▶ **Information shown**:
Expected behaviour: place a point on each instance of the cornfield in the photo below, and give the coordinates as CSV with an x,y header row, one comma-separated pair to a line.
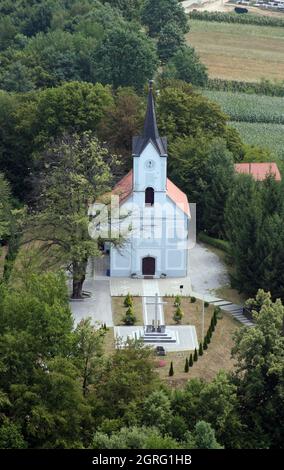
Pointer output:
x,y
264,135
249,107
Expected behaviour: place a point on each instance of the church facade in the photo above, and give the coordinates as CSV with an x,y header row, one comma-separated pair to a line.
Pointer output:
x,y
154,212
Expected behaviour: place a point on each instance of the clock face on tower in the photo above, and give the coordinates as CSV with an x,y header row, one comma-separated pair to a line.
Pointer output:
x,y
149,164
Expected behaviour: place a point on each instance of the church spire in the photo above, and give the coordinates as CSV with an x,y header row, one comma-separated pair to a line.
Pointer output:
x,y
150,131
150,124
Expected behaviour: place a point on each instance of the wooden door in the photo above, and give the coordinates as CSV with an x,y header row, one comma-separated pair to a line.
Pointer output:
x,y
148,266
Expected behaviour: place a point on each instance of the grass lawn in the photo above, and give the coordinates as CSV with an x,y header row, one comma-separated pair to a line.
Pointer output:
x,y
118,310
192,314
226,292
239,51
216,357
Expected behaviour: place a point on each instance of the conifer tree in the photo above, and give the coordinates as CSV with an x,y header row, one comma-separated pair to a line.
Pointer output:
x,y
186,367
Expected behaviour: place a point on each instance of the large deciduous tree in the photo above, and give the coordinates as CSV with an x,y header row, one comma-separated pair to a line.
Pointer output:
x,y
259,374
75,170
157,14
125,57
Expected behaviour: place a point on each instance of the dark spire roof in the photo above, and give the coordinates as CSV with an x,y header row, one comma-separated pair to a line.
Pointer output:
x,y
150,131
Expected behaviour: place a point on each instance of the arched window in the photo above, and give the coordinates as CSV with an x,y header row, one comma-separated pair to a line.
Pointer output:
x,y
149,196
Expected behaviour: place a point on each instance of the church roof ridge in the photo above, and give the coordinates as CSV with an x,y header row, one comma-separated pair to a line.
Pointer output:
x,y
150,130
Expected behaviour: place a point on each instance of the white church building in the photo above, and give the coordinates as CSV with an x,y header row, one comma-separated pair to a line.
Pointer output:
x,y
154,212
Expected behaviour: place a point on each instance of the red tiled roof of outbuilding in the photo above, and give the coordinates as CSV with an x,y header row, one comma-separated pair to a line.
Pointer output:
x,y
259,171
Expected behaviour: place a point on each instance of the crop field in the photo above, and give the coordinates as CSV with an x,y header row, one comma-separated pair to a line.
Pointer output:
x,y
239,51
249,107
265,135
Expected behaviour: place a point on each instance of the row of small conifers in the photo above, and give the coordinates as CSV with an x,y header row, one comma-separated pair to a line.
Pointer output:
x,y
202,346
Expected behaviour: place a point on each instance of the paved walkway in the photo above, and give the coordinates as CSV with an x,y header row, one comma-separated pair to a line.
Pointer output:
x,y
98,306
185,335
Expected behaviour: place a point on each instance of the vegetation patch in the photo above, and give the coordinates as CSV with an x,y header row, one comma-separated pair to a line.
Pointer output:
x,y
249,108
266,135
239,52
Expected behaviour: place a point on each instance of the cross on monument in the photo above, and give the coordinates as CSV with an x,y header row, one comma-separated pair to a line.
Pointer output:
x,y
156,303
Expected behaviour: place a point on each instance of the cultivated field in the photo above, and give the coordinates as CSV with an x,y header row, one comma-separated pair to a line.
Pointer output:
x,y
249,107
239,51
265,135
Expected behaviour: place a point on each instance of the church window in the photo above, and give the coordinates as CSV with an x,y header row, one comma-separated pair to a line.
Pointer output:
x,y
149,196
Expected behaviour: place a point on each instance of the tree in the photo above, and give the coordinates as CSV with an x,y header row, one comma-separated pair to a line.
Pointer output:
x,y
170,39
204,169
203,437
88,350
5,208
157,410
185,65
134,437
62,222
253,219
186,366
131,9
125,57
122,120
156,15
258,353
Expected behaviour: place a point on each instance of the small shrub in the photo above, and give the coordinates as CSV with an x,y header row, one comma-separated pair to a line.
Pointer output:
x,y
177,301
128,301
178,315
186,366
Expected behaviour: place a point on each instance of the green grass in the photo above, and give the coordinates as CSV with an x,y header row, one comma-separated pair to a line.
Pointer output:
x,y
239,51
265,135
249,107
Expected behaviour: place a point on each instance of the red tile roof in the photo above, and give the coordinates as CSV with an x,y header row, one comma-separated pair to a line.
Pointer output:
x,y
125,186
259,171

▶ **Stated problem**:
Could you quote, word for word, the part of the listing above that opens with the line containing "Expected behaviour: place a point on each instance of the green" and runs through the end of the listing, including both ends?

▶ **Written reply**:
Expected behaviour: place a point on each instance of the green grass in the photo above, and give the coordinates as CSV with an x,y header row, one comma-separated pair to a line.
Pointer output:
x,y
239,51
265,135
249,107
Expected behaviour: place a point on each instance of the red tile roof in the photo above, and give the coordinates as CSV with an x,y header row, one comma-separated pair to a line.
Pointer output:
x,y
125,186
259,171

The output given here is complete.